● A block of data
═══
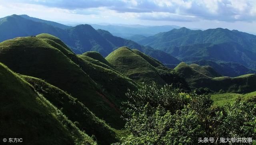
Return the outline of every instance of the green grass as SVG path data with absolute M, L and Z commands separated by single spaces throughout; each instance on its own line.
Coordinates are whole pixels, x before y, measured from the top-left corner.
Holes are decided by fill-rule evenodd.
M 22 137 L 27 145 L 96 144 L 43 95 L 2 63 L 0 88 L 1 135 Z
M 212 95 L 211 97 L 214 104 L 221 106 L 228 103 L 233 104 L 239 97 L 246 100 L 255 96 L 256 96 L 256 91 L 244 94 L 236 93 L 217 94 Z
M 138 84 L 165 84 L 156 69 L 146 60 L 127 47 L 122 47 L 110 53 L 106 59 L 114 69 Z
M 100 53 L 96 51 L 87 51 L 82 54 L 82 55 L 90 57 L 95 60 L 99 61 L 100 62 L 108 65 L 108 66 L 112 67 L 111 65 L 103 57 L 102 57 Z
M 200 73 L 211 78 L 221 76 L 210 66 L 201 67 L 196 64 L 190 65 L 189 66 Z
M 52 45 L 46 42 L 50 41 Z M 45 38 L 17 38 L 0 43 L 0 62 L 17 73 L 41 78 L 66 91 L 97 117 L 115 125 L 120 120 L 119 112 L 106 100 L 101 86 L 73 61 L 81 59 L 63 48 Z
M 41 79 L 24 75 L 21 76 L 69 119 L 75 122 L 79 129 L 90 136 L 94 135 L 99 144 L 110 144 L 119 141 L 116 130 L 96 117 L 77 99 Z
M 256 75 L 247 74 L 236 77 L 221 76 L 212 78 L 207 76 L 202 70 L 194 69 L 184 63 L 180 63 L 174 70 L 182 74 L 192 89 L 208 88 L 216 92 L 221 90 L 226 92 L 244 93 L 256 90 L 254 87 Z
M 163 66 L 164 65 L 158 60 L 151 57 L 148 55 L 146 55 L 142 52 L 140 51 L 137 49 L 132 49 L 132 51 L 138 55 L 140 56 L 141 57 L 146 60 L 148 63 L 149 63 L 152 66 L 157 67 L 158 67 Z
M 53 36 L 52 35 L 47 34 L 47 33 L 42 33 L 36 36 L 37 37 L 40 39 L 48 39 L 52 40 L 56 42 L 56 43 L 59 44 L 61 46 L 64 47 L 65 49 L 66 49 L 68 51 L 70 52 L 73 52 L 73 51 L 70 49 L 68 47 L 65 43 L 62 42 L 61 40 L 59 39 L 58 37 Z

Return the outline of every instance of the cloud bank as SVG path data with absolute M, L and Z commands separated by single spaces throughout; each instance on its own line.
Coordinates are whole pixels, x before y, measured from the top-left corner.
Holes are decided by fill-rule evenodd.
M 226 22 L 256 20 L 255 0 L 11 0 L 97 15 L 102 10 L 127 13 L 141 20 Z

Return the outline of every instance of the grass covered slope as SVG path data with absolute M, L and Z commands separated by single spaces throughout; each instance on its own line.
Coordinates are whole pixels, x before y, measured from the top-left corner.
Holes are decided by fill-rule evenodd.
M 81 130 L 90 136 L 95 135 L 99 144 L 109 145 L 119 140 L 113 129 L 95 116 L 77 99 L 41 79 L 24 75 L 21 77 L 69 119 L 76 122 Z
M 162 64 L 162 63 L 158 60 L 148 55 L 145 55 L 137 49 L 132 49 L 132 50 L 133 52 L 135 53 L 135 54 L 140 56 L 141 57 L 144 59 L 148 61 L 148 62 L 151 65 L 155 67 L 164 66 L 163 64 Z
M 0 43 L 0 61 L 16 72 L 42 78 L 66 91 L 97 117 L 114 124 L 120 114 L 97 84 L 78 65 L 45 40 L 29 37 Z
M 189 66 L 202 74 L 212 78 L 222 76 L 221 75 L 216 72 L 211 66 L 201 67 L 196 64 L 190 65 Z
M 244 94 L 236 93 L 217 94 L 212 95 L 211 96 L 214 104 L 218 106 L 224 105 L 228 103 L 232 104 L 239 97 L 244 100 L 253 99 L 254 98 L 256 98 L 256 92 Z
M 96 144 L 30 84 L 2 63 L 0 88 L 1 135 L 23 137 L 27 145 Z
M 51 35 L 48 33 L 45 33 L 38 34 L 36 36 L 36 37 L 38 38 L 48 39 L 52 40 L 54 41 L 56 43 L 63 46 L 65 49 L 68 49 L 68 50 L 69 51 L 73 52 L 73 51 L 72 51 L 71 49 L 70 49 L 69 47 L 67 46 L 67 45 L 66 44 L 65 44 L 65 43 L 63 42 L 62 42 L 62 41 L 61 41 L 61 40 L 60 40 L 60 39 L 59 39 L 58 37 L 55 37 L 54 36 L 53 36 L 52 35 Z
M 180 63 L 174 70 L 185 78 L 192 89 L 208 88 L 215 91 L 221 90 L 227 92 L 245 93 L 256 90 L 254 86 L 256 75 L 248 74 L 236 77 L 211 77 L 198 71 L 185 63 Z
M 107 61 L 100 53 L 96 51 L 88 51 L 83 53 L 83 55 L 87 56 L 95 60 L 99 61 L 109 67 L 112 67 L 111 65 Z
M 158 84 L 165 83 L 154 67 L 127 47 L 118 48 L 106 59 L 116 70 L 137 83 L 150 84 L 154 81 Z

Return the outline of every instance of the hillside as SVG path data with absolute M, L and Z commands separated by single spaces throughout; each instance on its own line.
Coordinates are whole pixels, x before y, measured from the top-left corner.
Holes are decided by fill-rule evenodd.
M 201 69 L 195 69 L 184 63 L 180 63 L 174 69 L 178 73 L 182 74 L 192 89 L 207 88 L 212 91 L 219 92 L 221 90 L 227 92 L 246 93 L 255 91 L 254 84 L 256 82 L 255 74 L 248 74 L 236 77 L 221 76 L 211 77 L 208 72 L 202 72 Z M 198 67 L 198 65 L 197 65 Z M 205 71 L 205 70 L 204 70 Z
M 180 61 L 171 55 L 158 50 L 154 49 L 149 46 L 143 46 L 133 41 L 113 35 L 109 32 L 101 29 L 98 31 L 108 41 L 115 46 L 114 50 L 122 46 L 138 49 L 164 64 L 177 64 Z
M 16 37 L 35 36 L 41 33 L 62 35 L 64 30 L 45 23 L 36 22 L 16 15 L 4 18 L 0 20 L 0 42 Z
M 236 77 L 244 74 L 256 74 L 256 71 L 234 62 L 216 63 L 211 61 L 201 60 L 193 61 L 191 63 L 201 66 L 210 66 L 217 72 L 223 76 Z
M 106 57 L 114 50 L 127 46 L 136 49 L 163 63 L 178 64 L 180 61 L 162 51 L 145 47 L 130 40 L 112 35 L 108 31 L 96 30 L 89 25 L 63 28 L 58 24 L 30 17 L 13 15 L 0 19 L 0 42 L 18 37 L 47 33 L 60 38 L 76 54 L 89 51 L 99 52 Z M 105 35 L 107 33 L 109 35 Z
M 1 136 L 16 135 L 27 145 L 96 144 L 43 95 L 2 63 L 0 72 Z
M 118 141 L 114 129 L 96 117 L 77 99 L 41 79 L 22 75 L 36 91 L 66 115 L 81 131 L 94 135 L 100 144 L 110 144 Z
M 42 79 L 66 91 L 97 117 L 115 127 L 122 126 L 119 111 L 113 106 L 110 96 L 106 96 L 101 87 L 64 53 L 66 50 L 68 55 L 75 55 L 63 47 L 62 52 L 56 48 L 61 47 L 54 47 L 47 42 L 34 37 L 3 42 L 0 43 L 0 61 L 16 72 Z
M 211 78 L 222 76 L 221 75 L 215 71 L 215 70 L 211 66 L 205 66 L 201 67 L 198 65 L 192 64 L 190 65 L 189 67 L 206 76 Z
M 164 84 L 155 68 L 128 47 L 118 48 L 106 59 L 116 70 L 137 83 L 151 84 L 154 81 L 158 84 Z
M 182 27 L 137 42 L 164 51 L 186 63 L 202 59 L 231 62 L 256 69 L 256 36 L 237 30 L 220 28 L 192 30 Z
M 139 51 L 121 47 L 110 54 L 106 59 L 118 72 L 142 85 L 172 84 L 184 91 L 190 90 L 185 79 L 172 69 Z
M 256 99 L 256 92 L 253 92 L 245 94 L 236 93 L 217 94 L 211 95 L 211 98 L 214 101 L 215 105 L 221 106 L 230 103 L 232 104 L 238 98 L 241 98 L 243 100 Z

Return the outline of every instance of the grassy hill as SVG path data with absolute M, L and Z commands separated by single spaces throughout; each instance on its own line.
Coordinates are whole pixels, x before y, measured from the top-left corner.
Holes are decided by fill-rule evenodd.
M 128 47 L 118 48 L 110 53 L 106 59 L 116 70 L 137 83 L 150 84 L 154 81 L 159 84 L 164 84 L 155 68 Z
M 0 19 L 0 33 L 2 34 L 0 42 L 17 37 L 47 33 L 61 39 L 76 54 L 96 51 L 106 57 L 115 49 L 124 46 L 138 49 L 163 63 L 178 64 L 180 62 L 162 51 L 113 36 L 106 31 L 96 31 L 87 24 L 70 27 L 26 15 L 13 15 Z
M 88 51 L 83 53 L 83 55 L 87 56 L 94 59 L 99 61 L 102 63 L 103 63 L 109 67 L 112 67 L 111 65 L 107 61 L 100 53 L 96 51 Z
M 191 66 L 198 67 L 198 65 L 195 65 Z M 196 69 L 185 63 L 180 63 L 174 68 L 177 72 L 182 74 L 182 76 L 184 76 L 192 89 L 208 88 L 215 92 L 222 90 L 227 92 L 238 93 L 249 92 L 256 90 L 256 88 L 253 86 L 256 81 L 255 74 L 248 74 L 236 77 L 211 77 L 209 76 L 212 74 L 208 73 L 208 72 L 205 73 L 206 72 L 202 72 L 201 69 Z
M 21 76 L 69 120 L 75 122 L 80 130 L 90 136 L 95 135 L 98 143 L 107 145 L 119 141 L 114 129 L 96 117 L 77 99 L 41 79 L 24 75 Z
M 45 23 L 33 21 L 20 16 L 13 15 L 0 20 L 0 42 L 16 37 L 35 36 L 41 33 L 62 35 L 64 30 Z
M 211 78 L 222 76 L 221 75 L 215 71 L 215 70 L 211 66 L 206 66 L 201 67 L 196 64 L 190 65 L 189 66 L 196 71 Z
M 211 95 L 215 105 L 221 106 L 228 103 L 232 104 L 239 98 L 243 100 L 248 100 L 256 98 L 256 92 L 253 92 L 245 94 L 236 93 L 217 94 Z
M 132 49 L 136 49 L 152 57 L 163 63 L 177 64 L 180 61 L 167 53 L 158 50 L 154 49 L 149 46 L 144 46 L 131 40 L 126 39 L 113 35 L 109 32 L 102 29 L 98 31 L 106 39 L 115 46 L 113 50 L 119 47 L 126 46 Z M 110 53 L 111 52 L 110 52 Z
M 48 40 L 48 42 L 50 40 L 44 38 L 45 37 L 50 39 L 50 35 L 47 34 L 43 35 L 46 37 L 44 37 L 41 35 L 39 35 L 40 36 L 40 38 L 44 38 L 43 40 L 45 41 Z M 56 39 L 54 37 L 52 37 Z M 60 39 L 59 40 L 61 41 Z M 97 86 L 106 96 L 106 97 L 108 100 L 110 101 L 109 102 L 107 102 L 109 105 L 113 107 L 118 112 L 120 112 L 119 109 L 121 102 L 125 101 L 127 99 L 125 94 L 128 88 L 131 90 L 136 89 L 136 84 L 132 80 L 124 76 L 108 65 L 86 56 L 90 56 L 111 66 L 98 52 L 89 52 L 78 57 L 67 51 L 65 49 L 65 47 L 58 45 L 57 44 L 54 44 L 52 41 L 51 42 L 50 44 L 52 46 L 60 50 L 66 56 L 78 65 L 84 72 L 88 74 L 90 78 L 97 83 Z M 115 122 L 116 125 L 118 124 L 118 122 L 123 122 L 120 118 L 119 120 L 118 120 L 118 119 L 116 119 L 117 120 Z M 113 123 L 112 123 L 112 124 Z
M 234 62 L 214 62 L 212 61 L 201 60 L 192 62 L 201 66 L 209 65 L 224 76 L 235 77 L 244 74 L 256 74 L 256 71 Z
M 43 95 L 2 63 L 0 87 L 2 137 L 22 137 L 27 145 L 96 144 Z
M 29 37 L 0 43 L 0 61 L 16 72 L 41 78 L 66 91 L 97 117 L 115 127 L 122 125 L 119 112 L 100 87 L 77 64 L 45 39 Z

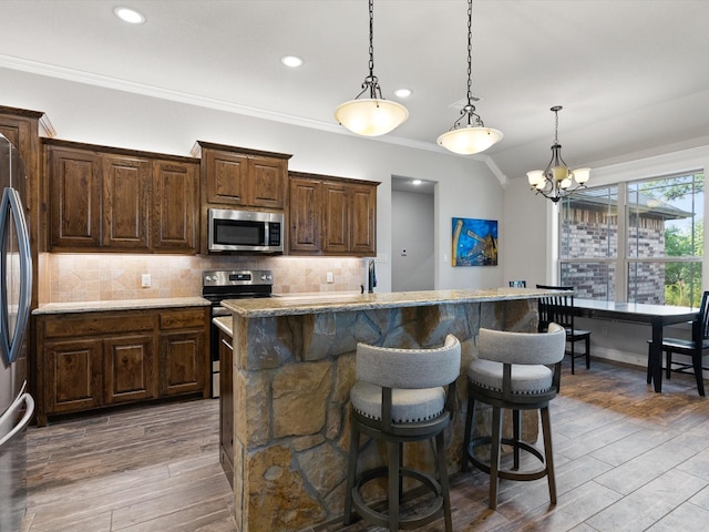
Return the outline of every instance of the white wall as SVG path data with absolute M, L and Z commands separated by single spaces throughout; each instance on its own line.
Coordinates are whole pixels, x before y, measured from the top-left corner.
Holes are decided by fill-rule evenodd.
M 500 267 L 450 266 L 452 216 L 501 219 L 502 187 L 483 157 L 455 156 L 436 147 L 418 150 L 341 134 L 339 129 L 333 133 L 284 124 L 9 69 L 0 69 L 0 104 L 47 113 L 58 139 L 176 155 L 188 155 L 202 140 L 290 153 L 289 168 L 295 171 L 381 182 L 379 291 L 391 290 L 391 175 L 436 181 L 435 287 L 502 284 Z
M 434 288 L 433 197 L 414 192 L 391 193 L 392 291 Z

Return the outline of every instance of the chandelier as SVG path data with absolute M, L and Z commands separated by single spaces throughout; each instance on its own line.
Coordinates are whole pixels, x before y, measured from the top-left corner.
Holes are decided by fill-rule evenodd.
M 467 0 L 467 104 L 463 106 L 461 116 L 453 127 L 438 139 L 438 143 L 446 150 L 461 155 L 472 155 L 487 150 L 502 141 L 502 132 L 485 127 L 482 119 L 475 113 L 472 86 L 473 52 L 473 0 Z
M 335 110 L 338 123 L 352 133 L 363 136 L 379 136 L 389 133 L 409 117 L 407 108 L 397 102 L 384 100 L 379 80 L 374 75 L 374 6 L 369 0 L 369 75 L 362 83 L 362 92 L 354 100 L 340 104 Z M 360 96 L 368 93 L 369 98 Z
M 578 188 L 586 186 L 590 177 L 590 168 L 576 168 L 569 172 L 568 165 L 562 158 L 562 145 L 558 143 L 558 112 L 563 108 L 555 105 L 554 112 L 554 144 L 552 145 L 552 160 L 546 168 L 527 172 L 527 180 L 536 194 L 557 203 L 563 197 L 571 196 Z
═══
● What you need to do
Identify every line in the listing above that contains the string "commands" and copy each such line in full.

● Right answer
Return the outline of every instance of the green grass as SVG path data with absolute M, L and Z commands separated by single spaces throughout; each instance on its own line.
Return the outline of every instance of the cloud bank as SVG path data with absolute M, L and Z commands separated by single spaces throughout; each instance on its own line.
Return the outline of every instance of the grass covered slope as SVG path data with absolute M, L and Z commands separated by single spaces throughout; each instance on its own line.
Return the outline of every instance of the hillside as SVG path data with absolute M, L and Z commands separated by single spaces throughout; each instance on its own line.
Return the outline of every instance of the grassy hill as SVG path data with absolute M, L and Z commands separated by single spaces throughout; each instance on its own line.
Return the outline of every instance of the white wall as SVG path data with absolute M, L and Z commands separated by single spaces throughout; each instance on its own line.
Return the outline of every instance of the chandelier as SVG path data with absolute M, L and Z commands separated by single spaces throughout; each instance on its own line.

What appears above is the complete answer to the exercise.